# The oddest, strangest Youtube channel you watch?



## DallanC (Jan 13, 2009)

What is the the oddest, strangest Youtube channel you watch?

I'll go first... I have no idea why I find this interesting, but I started watching it over a year ago and still follow it. Its a professional cow hoof trimmer in scotland... who finds and fixes the damned'est hoof issues. Its pretty incredible how fast hooves grow, and how catastrophic injuries can heal up.

https://www.youtube.com/c/TheHoofGP/videos
-DallanC


----------



## Vanilla (Dec 11, 2009)

I subscribe to two youtube channels. How to BBQ Right and BMCBryce. That's it. 

Neither are strange. Both are entertaining and worth the watch for my wants and needs.


----------



## Lone_Hunter (Oct 25, 2017)

I'm into the strange, dark, and mysterious, delivered in story format. 
( waiting to see who gets it)


----------



## johnnycake (Jul 19, 2011)

I'm an addict of zefrank1's True Facts series. 

And Lone_Hunter, hardly surprising there


----------



## Lone_Hunter (Oct 25, 2017)

Ok fine...


https://www.youtube.com/c/MrBallen/videos


Posted it awhile ago. I find it oddly addictive. Guess i'm a sucker for a good story.


----------



## middlefork (Nov 2, 2008)

I appreciate you guys posting some interesting stuff that I click on now and then. Can't say I subscribe. I will admit that while trouble shooting a problem I can go down a bit of a rabbit hole.


----------



## Wasatch (Nov 22, 2009)

I know you asked for odd and strange, but I don’t watch much that’s weird or odd. I also don’t have a google account so I don’t subscribe to any YouTube channels but I am a full fledged fan of Matt’s Off Road Recovery and Fab Rats. Fascinating rescues, fun builds and some occasional, okay, a lot of off road fun!


----------



## legacy (Sep 30, 2007)

Soft White Underbelly


----------



## legacy (Sep 30, 2007)

DallanC said:


> What is the the oddest, strangest Youtube channel you watch?
> 
> I'll go first... I have no idea why I find this interesting, but I started watching it over a year ago and still follow it. Its a professional cow hoof trimmer in scotland... who finds and fixes the damned'est hoof issues. Its pretty incredible how fast hooves grow, and how catastrophic injuries can heal up.
> 
> ...


I like to watch that one


----------



## Bax* (Dec 14, 2008)
###
Problems to solve:
• 1. Please copy out the passage of the YouTube channels thread from "I'm into the" to "True Facts series.", word for word.
• 2. Extend the YouTube channels thread, picking up right after its final line.
###
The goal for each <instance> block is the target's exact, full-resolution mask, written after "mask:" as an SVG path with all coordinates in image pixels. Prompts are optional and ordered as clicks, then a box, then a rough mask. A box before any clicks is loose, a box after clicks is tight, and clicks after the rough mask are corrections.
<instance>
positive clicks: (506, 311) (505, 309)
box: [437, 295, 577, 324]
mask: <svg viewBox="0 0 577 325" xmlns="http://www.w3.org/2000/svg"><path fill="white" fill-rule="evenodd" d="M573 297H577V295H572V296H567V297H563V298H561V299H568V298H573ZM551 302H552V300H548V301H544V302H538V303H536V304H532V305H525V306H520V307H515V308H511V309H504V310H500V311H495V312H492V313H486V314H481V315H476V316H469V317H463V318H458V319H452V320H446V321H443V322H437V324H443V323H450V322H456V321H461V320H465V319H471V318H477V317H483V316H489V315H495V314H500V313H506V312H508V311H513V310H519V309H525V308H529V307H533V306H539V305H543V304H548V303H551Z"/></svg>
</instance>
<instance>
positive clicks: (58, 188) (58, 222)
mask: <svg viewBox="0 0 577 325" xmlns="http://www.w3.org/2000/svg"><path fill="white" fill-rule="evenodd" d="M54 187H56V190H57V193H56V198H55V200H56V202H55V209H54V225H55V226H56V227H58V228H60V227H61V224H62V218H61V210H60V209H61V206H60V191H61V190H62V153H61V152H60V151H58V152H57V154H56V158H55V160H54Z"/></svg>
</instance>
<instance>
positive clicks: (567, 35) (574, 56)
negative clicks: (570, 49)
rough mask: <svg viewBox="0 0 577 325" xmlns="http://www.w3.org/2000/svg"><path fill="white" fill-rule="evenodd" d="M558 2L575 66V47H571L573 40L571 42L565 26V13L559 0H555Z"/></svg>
###
Your written answers:
• 1.
I'm into the strange, dark, and mysterious, delivered in story format. 
( waiting to see who gets it)


----------



## johnnycake (Jul 19, 2011)

I'm an addict of zefrank1's True Facts series.

• 2.
There are two things that I like:

1 - I love random videos. So its not a particular content creator that I follow, but I love random things like this:






2 - I love bushcraft and primitive construction videos that show skills, or just random things people have done. This guy in particular fascinates me:


----------



## Bax* (Dec 14, 2008)

legacy said:


> Soft White Underbelly


This is an under appreciated channel. The story of the Whitakers is so fascinating to me.


----------



## DallanC (Jan 13, 2009)

Bax* said:


> This is an under appreciated channel. The story of the Whitakers is so fascinating to me.


Yea that's a really interesting one as well. I lived in WVA for 2 years long ago... there's some crazy things to see deep in those "hollars". I saw a couple family's worse than the Whitakers... crazy deformities.

-DallanC


----------



## legacy (Sep 30, 2007)

DallanC said:


> Yea that's a really interesting one as well. I lived in WVA for 2 years long ago... there's some crazy things to see deep in those "hollars". I saw a couple family's worse than the Whitakers... crazy deformities.
> 
> -DallanC


I was in Virginia and Franklin County WV. CRAZY stuff for sure!!


----------



## Bax* (Dec 14, 2008)

DallanC said:


> Yea that's a really interesting one as well. I lived in WVA for 2 years long ago... there's some crazy things to see deep in those "hollars". I saw a couple family's worse than the Whitakers... crazy deformities.
> 
> -DallanC


Along those lines, have you ever heard of the Blue Fugates of Kentucky?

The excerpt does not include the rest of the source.